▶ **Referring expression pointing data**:
════

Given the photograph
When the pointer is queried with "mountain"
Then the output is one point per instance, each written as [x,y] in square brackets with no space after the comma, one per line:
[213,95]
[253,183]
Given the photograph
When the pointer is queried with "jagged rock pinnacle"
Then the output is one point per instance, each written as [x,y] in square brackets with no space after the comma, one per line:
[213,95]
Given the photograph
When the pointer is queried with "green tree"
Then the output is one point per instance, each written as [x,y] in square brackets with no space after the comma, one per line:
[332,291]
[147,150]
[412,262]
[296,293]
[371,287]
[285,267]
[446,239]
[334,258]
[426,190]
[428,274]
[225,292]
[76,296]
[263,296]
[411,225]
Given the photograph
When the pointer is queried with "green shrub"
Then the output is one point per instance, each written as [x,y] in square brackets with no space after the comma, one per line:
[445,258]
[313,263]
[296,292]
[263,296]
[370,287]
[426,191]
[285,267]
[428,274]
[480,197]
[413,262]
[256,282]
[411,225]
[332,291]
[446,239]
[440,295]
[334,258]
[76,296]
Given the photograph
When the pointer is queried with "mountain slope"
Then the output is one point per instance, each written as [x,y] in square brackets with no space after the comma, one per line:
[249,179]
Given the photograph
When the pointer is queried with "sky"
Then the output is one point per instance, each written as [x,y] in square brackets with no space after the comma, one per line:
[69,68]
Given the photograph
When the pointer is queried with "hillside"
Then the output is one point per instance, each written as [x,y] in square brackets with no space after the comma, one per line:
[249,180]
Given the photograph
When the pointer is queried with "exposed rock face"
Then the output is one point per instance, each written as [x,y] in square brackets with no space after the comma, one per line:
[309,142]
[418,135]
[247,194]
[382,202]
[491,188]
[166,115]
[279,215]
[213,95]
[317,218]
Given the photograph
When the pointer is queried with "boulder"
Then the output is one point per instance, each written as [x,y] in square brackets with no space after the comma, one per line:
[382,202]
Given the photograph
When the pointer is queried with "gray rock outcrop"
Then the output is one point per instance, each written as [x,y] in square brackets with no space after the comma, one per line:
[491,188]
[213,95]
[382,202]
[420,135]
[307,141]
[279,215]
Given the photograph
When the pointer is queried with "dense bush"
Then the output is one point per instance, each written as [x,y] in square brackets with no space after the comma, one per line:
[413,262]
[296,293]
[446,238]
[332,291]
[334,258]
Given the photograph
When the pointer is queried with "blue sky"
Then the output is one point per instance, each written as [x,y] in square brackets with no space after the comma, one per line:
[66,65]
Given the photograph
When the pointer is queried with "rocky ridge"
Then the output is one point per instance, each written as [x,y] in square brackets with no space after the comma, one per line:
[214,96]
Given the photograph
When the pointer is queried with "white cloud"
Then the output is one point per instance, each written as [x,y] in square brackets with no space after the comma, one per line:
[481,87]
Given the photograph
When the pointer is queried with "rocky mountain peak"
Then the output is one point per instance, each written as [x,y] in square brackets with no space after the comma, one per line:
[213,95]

════

▶ **What the exercise asks**: The answer must be a single number: the count of lines in the entries that include "rocky".

▶ **Answer below**: 2